TASK DESCRIPTION: In the material below, please pick out each line containing the word "suspension" and copy those lines.

Records of labeled points
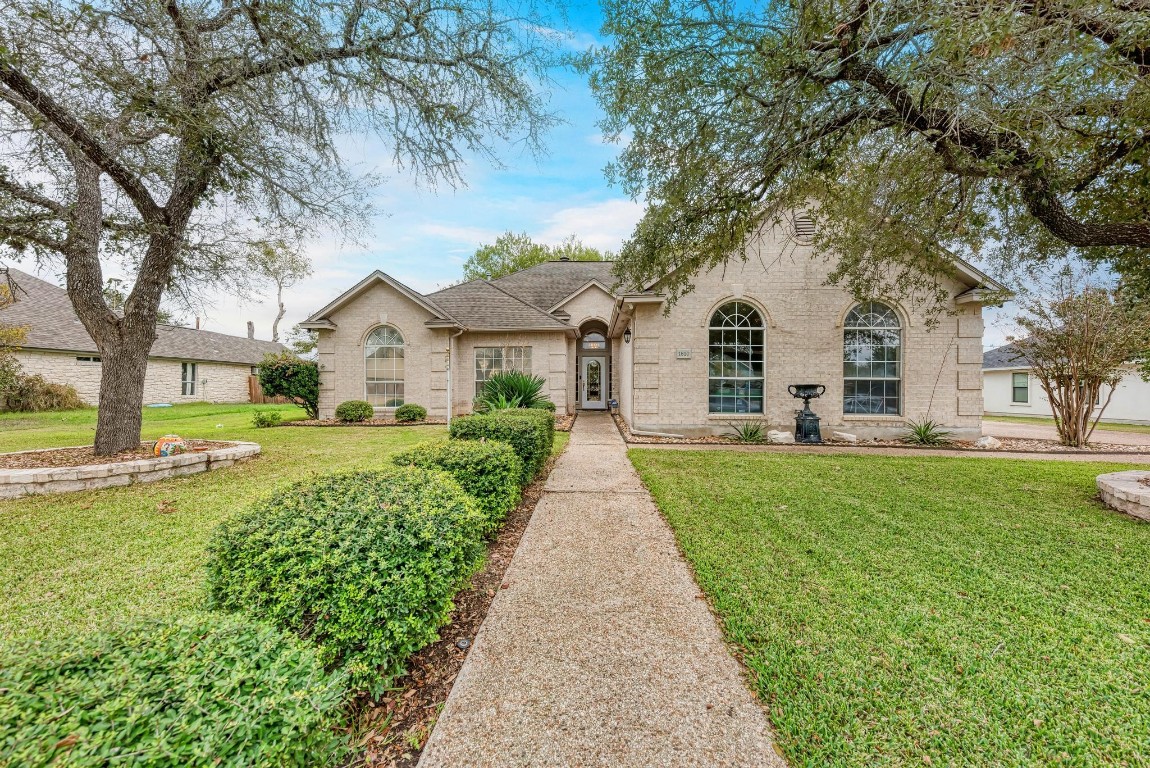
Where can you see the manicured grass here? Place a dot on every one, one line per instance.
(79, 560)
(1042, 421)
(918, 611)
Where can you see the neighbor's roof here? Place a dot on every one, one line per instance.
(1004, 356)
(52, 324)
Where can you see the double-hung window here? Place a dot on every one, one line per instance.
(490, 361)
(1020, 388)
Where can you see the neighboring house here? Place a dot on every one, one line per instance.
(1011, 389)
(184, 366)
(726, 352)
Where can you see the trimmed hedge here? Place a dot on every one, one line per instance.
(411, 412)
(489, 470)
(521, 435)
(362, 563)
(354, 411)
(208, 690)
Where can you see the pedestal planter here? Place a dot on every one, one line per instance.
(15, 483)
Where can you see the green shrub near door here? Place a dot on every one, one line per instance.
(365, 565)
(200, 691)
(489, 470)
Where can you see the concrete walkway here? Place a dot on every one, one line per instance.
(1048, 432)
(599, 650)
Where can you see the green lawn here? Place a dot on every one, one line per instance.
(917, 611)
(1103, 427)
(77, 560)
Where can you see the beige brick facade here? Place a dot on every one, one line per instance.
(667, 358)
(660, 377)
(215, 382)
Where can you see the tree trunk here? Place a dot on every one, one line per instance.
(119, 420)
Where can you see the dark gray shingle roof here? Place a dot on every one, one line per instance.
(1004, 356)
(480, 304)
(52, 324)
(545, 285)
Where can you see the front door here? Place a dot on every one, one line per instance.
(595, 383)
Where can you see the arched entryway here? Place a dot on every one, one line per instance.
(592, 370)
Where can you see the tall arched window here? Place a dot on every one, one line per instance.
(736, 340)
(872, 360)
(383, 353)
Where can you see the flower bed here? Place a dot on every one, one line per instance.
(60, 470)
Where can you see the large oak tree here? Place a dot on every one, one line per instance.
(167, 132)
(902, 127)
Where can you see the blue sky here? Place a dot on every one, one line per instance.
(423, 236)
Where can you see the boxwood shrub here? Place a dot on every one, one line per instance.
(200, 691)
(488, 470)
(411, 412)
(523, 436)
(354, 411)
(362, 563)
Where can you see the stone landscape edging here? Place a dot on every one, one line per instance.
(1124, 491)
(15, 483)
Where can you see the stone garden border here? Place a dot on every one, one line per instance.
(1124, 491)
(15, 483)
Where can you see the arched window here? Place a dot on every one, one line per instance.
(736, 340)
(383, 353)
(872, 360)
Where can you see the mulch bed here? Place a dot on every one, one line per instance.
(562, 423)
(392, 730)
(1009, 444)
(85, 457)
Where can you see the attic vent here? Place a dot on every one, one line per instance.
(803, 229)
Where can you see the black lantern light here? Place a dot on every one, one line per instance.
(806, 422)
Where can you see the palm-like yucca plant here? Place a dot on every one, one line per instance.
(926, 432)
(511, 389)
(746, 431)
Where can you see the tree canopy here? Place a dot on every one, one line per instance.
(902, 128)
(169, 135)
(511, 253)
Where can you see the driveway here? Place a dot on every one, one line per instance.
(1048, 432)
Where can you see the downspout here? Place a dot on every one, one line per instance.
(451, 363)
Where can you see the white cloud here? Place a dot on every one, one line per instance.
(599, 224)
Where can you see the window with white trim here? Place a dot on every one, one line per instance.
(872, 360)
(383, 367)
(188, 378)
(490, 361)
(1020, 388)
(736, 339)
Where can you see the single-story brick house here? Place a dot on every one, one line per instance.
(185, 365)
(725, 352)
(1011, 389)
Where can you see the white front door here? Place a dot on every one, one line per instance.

==

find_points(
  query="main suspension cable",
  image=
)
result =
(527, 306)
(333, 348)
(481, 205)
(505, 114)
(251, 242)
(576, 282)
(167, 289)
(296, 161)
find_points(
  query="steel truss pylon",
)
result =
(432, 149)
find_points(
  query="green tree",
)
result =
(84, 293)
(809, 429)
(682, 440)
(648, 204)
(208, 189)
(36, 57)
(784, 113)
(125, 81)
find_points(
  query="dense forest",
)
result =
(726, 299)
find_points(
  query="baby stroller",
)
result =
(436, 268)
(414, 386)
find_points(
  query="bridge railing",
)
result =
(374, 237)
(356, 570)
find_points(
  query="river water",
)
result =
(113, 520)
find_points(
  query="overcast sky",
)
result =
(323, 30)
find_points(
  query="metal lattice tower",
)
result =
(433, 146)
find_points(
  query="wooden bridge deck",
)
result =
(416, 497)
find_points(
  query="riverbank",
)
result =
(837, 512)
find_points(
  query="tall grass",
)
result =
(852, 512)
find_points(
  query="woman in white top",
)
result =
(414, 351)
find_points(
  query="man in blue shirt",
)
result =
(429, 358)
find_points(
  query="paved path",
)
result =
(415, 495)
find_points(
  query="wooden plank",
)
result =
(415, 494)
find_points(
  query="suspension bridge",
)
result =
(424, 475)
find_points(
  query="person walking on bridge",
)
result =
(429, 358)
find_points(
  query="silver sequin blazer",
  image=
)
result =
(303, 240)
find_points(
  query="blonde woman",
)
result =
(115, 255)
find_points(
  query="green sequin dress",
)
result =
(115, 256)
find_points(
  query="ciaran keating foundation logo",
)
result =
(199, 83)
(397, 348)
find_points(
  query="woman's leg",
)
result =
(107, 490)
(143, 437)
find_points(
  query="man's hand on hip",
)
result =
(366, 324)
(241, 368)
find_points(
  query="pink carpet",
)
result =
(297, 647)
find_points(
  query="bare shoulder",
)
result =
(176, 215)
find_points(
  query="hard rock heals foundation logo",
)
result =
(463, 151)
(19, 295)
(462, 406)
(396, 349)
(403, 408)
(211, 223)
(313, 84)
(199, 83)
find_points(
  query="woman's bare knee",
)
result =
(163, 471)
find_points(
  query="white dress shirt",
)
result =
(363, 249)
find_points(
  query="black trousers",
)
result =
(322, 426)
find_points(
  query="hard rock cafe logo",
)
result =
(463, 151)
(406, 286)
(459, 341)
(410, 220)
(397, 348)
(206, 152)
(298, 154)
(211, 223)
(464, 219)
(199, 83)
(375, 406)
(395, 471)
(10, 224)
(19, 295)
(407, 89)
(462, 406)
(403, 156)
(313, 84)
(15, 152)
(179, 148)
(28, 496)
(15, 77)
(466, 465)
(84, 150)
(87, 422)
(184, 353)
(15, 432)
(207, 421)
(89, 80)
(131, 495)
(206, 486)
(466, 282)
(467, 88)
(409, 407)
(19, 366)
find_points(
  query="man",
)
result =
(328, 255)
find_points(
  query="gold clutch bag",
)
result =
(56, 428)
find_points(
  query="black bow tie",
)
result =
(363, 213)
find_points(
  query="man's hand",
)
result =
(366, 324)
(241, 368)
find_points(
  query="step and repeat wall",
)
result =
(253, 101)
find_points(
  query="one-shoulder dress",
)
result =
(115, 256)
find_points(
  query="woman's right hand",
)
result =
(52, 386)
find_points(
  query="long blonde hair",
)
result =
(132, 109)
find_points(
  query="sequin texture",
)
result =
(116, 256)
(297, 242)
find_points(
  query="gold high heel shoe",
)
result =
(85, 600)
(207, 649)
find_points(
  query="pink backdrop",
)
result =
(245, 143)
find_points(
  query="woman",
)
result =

---

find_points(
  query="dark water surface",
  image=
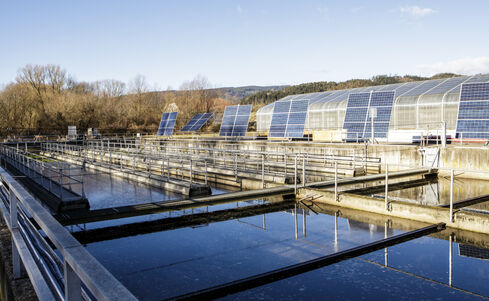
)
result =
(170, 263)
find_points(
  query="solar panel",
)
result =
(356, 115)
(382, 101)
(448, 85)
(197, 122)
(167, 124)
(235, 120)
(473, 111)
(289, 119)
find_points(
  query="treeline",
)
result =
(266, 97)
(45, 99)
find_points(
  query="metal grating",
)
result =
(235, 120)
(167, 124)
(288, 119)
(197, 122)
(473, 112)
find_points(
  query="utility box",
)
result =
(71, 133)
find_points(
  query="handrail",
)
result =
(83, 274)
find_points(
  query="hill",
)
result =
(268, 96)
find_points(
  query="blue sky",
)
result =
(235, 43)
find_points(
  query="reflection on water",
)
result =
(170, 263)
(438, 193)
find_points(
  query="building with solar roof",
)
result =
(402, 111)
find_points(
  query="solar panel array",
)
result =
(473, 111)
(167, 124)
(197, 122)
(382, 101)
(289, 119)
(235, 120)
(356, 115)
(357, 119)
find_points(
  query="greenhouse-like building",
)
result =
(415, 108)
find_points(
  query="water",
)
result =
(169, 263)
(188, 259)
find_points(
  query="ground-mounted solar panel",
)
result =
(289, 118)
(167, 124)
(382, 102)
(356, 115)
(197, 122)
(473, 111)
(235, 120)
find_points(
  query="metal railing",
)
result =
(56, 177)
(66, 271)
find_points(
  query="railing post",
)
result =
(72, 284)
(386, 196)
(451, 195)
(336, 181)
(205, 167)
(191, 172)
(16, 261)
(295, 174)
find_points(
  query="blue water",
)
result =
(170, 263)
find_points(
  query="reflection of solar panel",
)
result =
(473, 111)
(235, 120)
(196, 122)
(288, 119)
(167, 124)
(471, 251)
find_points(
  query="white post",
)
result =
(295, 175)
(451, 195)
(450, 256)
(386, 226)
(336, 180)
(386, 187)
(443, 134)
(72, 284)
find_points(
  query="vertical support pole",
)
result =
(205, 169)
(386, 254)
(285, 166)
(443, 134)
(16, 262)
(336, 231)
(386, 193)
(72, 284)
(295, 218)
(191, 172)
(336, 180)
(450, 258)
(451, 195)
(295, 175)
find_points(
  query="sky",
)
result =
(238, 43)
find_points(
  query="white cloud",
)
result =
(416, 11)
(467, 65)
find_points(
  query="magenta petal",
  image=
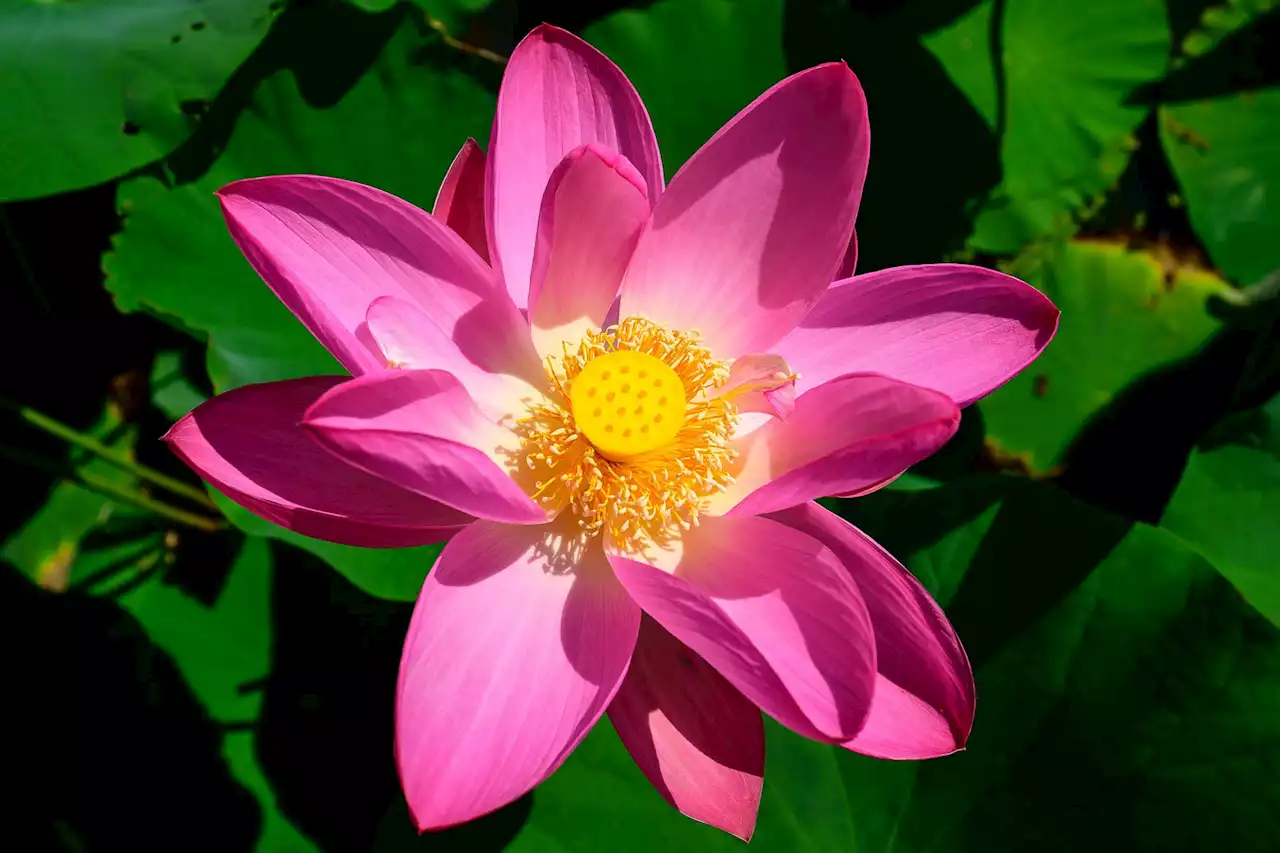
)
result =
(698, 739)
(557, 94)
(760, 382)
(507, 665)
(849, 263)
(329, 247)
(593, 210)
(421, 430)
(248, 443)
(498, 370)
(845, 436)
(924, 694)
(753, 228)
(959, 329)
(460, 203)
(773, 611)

CORRECT ANSWER:
  query="main suspension cable",
  query="suspension bridge",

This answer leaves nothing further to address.